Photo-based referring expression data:
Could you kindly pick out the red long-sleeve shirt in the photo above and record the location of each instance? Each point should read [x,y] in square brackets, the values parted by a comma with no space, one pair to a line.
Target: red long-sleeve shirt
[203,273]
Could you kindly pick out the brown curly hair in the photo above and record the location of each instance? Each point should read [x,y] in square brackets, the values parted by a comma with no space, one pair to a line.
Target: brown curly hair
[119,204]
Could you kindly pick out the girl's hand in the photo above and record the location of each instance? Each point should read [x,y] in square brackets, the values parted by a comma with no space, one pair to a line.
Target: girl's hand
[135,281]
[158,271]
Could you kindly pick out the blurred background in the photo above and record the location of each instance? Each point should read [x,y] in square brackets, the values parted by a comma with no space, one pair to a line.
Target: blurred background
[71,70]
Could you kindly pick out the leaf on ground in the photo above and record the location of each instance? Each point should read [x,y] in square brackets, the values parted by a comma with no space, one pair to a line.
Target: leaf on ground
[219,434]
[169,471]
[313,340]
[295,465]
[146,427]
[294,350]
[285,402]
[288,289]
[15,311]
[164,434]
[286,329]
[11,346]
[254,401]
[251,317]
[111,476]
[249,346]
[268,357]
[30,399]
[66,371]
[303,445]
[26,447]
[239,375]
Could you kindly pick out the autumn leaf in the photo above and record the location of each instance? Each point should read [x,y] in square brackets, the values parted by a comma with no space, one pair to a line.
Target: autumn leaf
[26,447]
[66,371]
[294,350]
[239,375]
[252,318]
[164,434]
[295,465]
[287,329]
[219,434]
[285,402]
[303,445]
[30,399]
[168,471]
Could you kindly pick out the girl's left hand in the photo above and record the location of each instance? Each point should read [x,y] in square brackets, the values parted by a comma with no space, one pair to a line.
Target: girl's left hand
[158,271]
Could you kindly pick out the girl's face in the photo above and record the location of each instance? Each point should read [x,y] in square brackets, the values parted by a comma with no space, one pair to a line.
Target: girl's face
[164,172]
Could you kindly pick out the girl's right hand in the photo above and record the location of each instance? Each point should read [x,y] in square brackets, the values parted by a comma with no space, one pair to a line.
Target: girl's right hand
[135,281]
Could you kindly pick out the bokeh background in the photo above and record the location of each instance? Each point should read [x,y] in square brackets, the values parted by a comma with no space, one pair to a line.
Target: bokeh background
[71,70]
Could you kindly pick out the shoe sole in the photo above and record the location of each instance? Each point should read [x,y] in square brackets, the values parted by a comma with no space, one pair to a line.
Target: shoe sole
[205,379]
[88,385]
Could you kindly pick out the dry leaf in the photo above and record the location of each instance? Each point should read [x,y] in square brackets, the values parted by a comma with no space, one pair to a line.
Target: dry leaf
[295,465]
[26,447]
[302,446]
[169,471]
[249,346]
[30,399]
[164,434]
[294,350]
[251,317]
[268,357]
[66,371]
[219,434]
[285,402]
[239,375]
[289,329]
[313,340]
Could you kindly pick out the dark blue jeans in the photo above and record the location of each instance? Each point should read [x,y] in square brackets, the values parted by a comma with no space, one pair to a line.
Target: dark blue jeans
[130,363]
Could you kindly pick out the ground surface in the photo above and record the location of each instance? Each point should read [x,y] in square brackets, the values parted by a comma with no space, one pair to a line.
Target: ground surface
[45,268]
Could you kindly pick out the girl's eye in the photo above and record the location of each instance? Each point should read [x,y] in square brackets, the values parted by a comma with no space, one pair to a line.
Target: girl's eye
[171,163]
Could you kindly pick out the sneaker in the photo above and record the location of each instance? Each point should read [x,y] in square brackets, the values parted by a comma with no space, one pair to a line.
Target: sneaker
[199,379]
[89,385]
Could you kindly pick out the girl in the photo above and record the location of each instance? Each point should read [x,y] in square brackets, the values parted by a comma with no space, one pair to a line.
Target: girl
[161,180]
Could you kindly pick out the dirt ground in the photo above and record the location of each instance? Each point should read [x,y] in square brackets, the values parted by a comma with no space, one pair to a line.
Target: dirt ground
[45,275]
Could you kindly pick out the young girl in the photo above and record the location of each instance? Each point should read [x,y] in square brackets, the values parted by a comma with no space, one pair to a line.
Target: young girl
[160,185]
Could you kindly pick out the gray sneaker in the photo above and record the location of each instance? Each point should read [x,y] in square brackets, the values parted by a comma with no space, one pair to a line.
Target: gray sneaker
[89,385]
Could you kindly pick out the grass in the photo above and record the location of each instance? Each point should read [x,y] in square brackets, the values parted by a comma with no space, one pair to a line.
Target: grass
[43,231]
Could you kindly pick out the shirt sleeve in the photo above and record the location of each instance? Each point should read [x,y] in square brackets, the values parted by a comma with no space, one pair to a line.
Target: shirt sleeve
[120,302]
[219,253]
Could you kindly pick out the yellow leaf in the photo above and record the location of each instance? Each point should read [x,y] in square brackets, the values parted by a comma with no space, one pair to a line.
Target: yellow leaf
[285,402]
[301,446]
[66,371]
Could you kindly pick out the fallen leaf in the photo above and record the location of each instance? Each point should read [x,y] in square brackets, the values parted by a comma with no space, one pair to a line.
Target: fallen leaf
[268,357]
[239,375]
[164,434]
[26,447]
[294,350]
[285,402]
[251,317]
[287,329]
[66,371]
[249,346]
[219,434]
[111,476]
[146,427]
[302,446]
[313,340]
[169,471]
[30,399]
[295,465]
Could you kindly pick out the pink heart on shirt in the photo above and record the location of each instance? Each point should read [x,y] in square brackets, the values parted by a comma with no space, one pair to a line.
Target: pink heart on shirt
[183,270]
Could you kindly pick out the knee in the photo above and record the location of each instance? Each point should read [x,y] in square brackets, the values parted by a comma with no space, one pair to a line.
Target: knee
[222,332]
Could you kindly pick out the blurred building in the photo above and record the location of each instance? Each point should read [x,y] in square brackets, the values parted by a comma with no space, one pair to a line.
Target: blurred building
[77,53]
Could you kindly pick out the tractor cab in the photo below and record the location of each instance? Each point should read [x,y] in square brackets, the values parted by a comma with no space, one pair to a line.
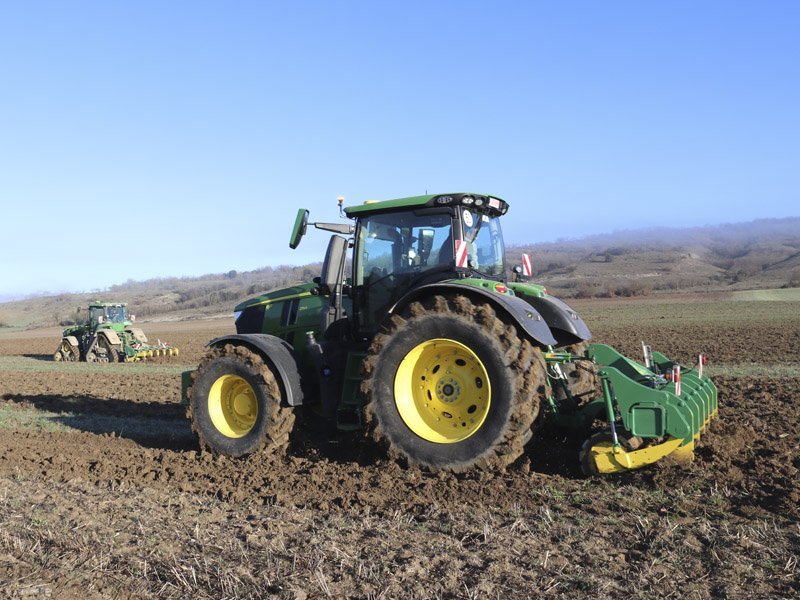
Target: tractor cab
[421,241]
[102,312]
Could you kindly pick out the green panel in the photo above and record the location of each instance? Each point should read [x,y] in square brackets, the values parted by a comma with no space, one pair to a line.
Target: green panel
[606,355]
[647,419]
[679,419]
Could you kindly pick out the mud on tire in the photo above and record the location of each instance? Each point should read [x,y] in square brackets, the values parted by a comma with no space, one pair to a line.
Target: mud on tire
[407,398]
[235,404]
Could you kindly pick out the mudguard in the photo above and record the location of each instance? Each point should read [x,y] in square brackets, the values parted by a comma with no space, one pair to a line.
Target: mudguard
[278,354]
[520,311]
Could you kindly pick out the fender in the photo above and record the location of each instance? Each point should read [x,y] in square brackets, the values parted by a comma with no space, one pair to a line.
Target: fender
[278,354]
[561,318]
[525,315]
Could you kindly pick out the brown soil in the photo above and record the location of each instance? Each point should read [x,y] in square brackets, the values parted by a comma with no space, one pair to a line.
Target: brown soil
[94,514]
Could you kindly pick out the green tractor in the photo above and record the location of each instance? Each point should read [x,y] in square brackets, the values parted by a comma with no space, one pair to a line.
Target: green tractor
[108,337]
[419,338]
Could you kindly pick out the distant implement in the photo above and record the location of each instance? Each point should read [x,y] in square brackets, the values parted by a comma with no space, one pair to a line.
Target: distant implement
[108,337]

**What you have to do**
Restating the data word for word is the task, and pictures are to be omitted.

**Completed exercise**
Could you kindly pick out the red long-sleeve shirt in the photo above and record the location of each instance? Each point should read [x,y] in square brackets, the values parted by a comma with no space, one pair to a line.
Target: red long-sleeve shirt
[203,273]
Could you kindly pick out the brown curly hair in the photo above and record the location of each instance? Each point should read [x,y] in square brackets, the values parted by a comma with no space, one pair to a line.
Target: brown curly hair
[119,204]
Could you kindly pick out the girl's hand in the photo above and record the location of each instance? Each point should read [x,y] in square brackets, the values parted by a comma with no space, one pair to a line.
Target: girl's hand
[135,281]
[158,271]
Could you kindly pick out the blurred background in the photo above and record the location of each instance? Each point should read [x,y] in square brackets, the values parted by a comma with no space, one pair to a line.
Target: blurred background
[71,70]
Could you kindly pick out the leaf on ground in the photo above and record the location of each instance? Each point should read [x,y] in square brackets, the values parted by a comma with no space, one pair to a line.
Target: leaf on ground
[219,434]
[169,471]
[313,340]
[295,465]
[146,427]
[294,350]
[285,402]
[288,289]
[15,311]
[164,434]
[286,329]
[11,346]
[254,401]
[251,317]
[111,476]
[249,346]
[268,357]
[30,399]
[66,371]
[303,445]
[26,447]
[239,375]
Could you kindly pick out the autumn leaf in the photo above and record the location of each instance? Each point should read [x,y] in square brackets, the values parted by a comma with no space, one pair to a line.
Target: autumn leaf
[26,447]
[66,371]
[294,350]
[239,375]
[252,318]
[164,434]
[295,465]
[287,329]
[219,434]
[285,402]
[303,445]
[30,399]
[168,471]
Could you kindly pick out the girl's left hand in the photo above and record the location of each instance? Each point should read [x,y] in square brackets, the values parted by a comma with no space, one pair to a line.
Target: girl's left hand
[158,271]
Could you kindly pick out the girl's face in the photo above and record the location of each instance? Each point should read [x,y] in square brackets, the values parted by a comma with no space, one pair to a line.
Target: girl's face
[164,172]
Could you kindly pick out the girl's right hand in the photo above and record the location of each instance? Each point should read [x,y] in square brackets, the values parted by a comma with no space, one pair to a line.
Target: girl's right hand
[135,281]
Could you kindly pick out the bokeh background in the photo above and record the location of each instance? Each point should read [x,y] in square brackets, the values parted by a comma with no space, one pair to a line.
Target: bokeh background
[71,70]
Could you kindly pick out the shoe sole in the photo above and record the location of each instance? Each point should read [x,y] in square brackets, the values parted by a comma with no space, one pair to a line.
Target: shoe sole
[205,379]
[88,385]
Could you kindly pick out the dry leaf in the photo above and record the location of each instance? Each point should read [x,y] in square brackets, the values parted by a comma with no space, one pair to a line.
Target: dry leaf
[295,465]
[26,447]
[302,446]
[169,471]
[249,346]
[30,399]
[164,434]
[294,350]
[251,317]
[268,357]
[66,371]
[219,434]
[285,402]
[239,375]
[289,329]
[313,340]
Could you kindly pick out the dark blue jeans in the photo above and record the location of each instance? Each point should read [x,y] in square brackets, the values parted by a comma with no space, one pair to a line.
Target: dark blue jeans
[130,363]
Could you kindly pick out the ground surface in the photo above and record the location of each instance? Each point should read [x,y] in square brackets, the values parted by a comma with no space, one pair to a line.
Target: ground surface
[45,268]
Could you kindly pick out the girl's eye in the photo above and record the location of each instance? Each point should read [x,y] in square brackets, the values parted by a comma with no space, one pair to a line.
Target: girl's eye
[171,163]
Could you kindly pick out the sneaker in the photo above and record the location of each instance? Each point should read [x,y] in square brackets, the values parted by a comma with no space, one pair to a line.
Target: sneaker
[199,379]
[89,385]
Could you kindly pick out the girl in the photo above and record the location of each instance? Each point should read [x,y] in square brackets, the values parted by a comma with no space, one pair to a line.
Target: girl
[161,180]
Could you kindly pick out the dirt ground in the photo above and record the location of each instance? Each point should read [x,y] in square brackets, the values parted by a comma with no space, one pair to a line.
Target: dirt ground
[45,275]
Could you kindly pick out the young girl in the photo above and record the location of each instance? Each point should read [x,y] in square brackets, the values parted by a comma with no space, one pair to a line.
Target: young girl
[160,185]
Could you kindly pick out the gray sneaker in the photo above and record the location of each instance? Each point should read [x,y] in square brackets, the values parted by a comma with no space, one pair to a line.
Target: gray sneaker
[89,385]
Could you kindly pick out the grass in the photo above and record the location of each instance? Each point should read [x,y] in square brackets, the values parted by a comma with no space, one pair to a line.
Target: grass
[43,231]
Could you kindly pick out the shirt sleeve in the photo above and record the location of each instance? Each point should read [x,y] in square brackets, the values parted by a comma with no space, one pair to a line.
Target: shirt sleeve
[120,302]
[219,253]
Could you kindly pick out the yellow leaf in the photo above and record the location of each instance? Each point should read [x,y] in square brackets, the values parted by a comma with no space, one pair to a line.
Target: yellow leaf
[285,402]
[301,446]
[66,371]
Could you kindly pick out the fallen leaf in the photo above and record the location of each instance? Each point should read [x,y] in square brackets, the values parted by a comma with no space, one pair to a line.
Target: fallen leaf
[268,357]
[239,375]
[164,434]
[26,447]
[294,350]
[285,402]
[251,317]
[287,329]
[66,371]
[249,346]
[219,434]
[111,476]
[146,427]
[302,446]
[313,340]
[169,471]
[30,399]
[295,465]
Could you kindly pick out the pink heart on shirt in the photo above and record the location of each instance? Each point should read [x,y] in square brackets, the values parted by a comma with no space, one pair to a line.
Target: pink heart on shirt
[183,270]
Could you kindly pick out the knee in the photo above and record the location of each instance? Each point should read [x,y] in square brackets, the values parted by a comma with no space, one pair to a line.
Target: knee
[222,332]
Could you kindly pick out the blurred building in the photo above and record the location of each instance? Each point should read [x,y] in square brackets, the values parted by a comma with no space, one pair to a line.
Target: blurred building
[77,53]
Could you kindly pick out the tractor cab in the photo below and record the location of each instance? Each point should read [x,y] in square brackets, the values parted by a comma with no space, one pair to a line.
Target: tractor cab
[421,241]
[102,312]
Could you kindly pick out the green panel in the photo above and record the location of each instance? Each point should read [x,y] in square brackets, the values parted by a comma with no space, one pair to a line.
Target: green panel
[606,355]
[647,419]
[679,419]
Could you kindly pick out the mud on tire in the photo above and record the location of each instance? Each point should read [x,y] in square brackets, the values parted by a comma with no space, one pair to a line.
Target: mud on tire
[407,398]
[235,404]
Could you kindly pick out the mudguard in the photo above and record the location of each instance? Each point should read [x,y] in square brackets, the values parted by a comma with no space, one pair to a line.
Target: mudguard
[278,354]
[520,311]
Could you kindly pick out the fender in the photo above and record the location of each instance? Each point should read [x,y] in square brackets, the values parted by a comma with no space, one pair to a line.
Target: fender
[278,354]
[561,318]
[525,315]
Could you kindly pick out the brown soil in the photo above and record the location of each instance? Each point should read [x,y] in square brackets, the values parted by a comma with no space, one pair to a line.
Target: brown soil
[94,514]
Could you kindly pick out the green tractor in the photo above and record the location of each instance? Each point should read [x,y] in square brackets, the values parted by a comma with no space, one pair to a line.
Target: green tractor
[108,337]
[419,338]
Could you kindly pick out the distant implement in the photo above and record the location of each instance? Each point should read [x,y] in square brackets, the values parted by a comma with no space, one pair to a line.
Target: distant implement
[108,337]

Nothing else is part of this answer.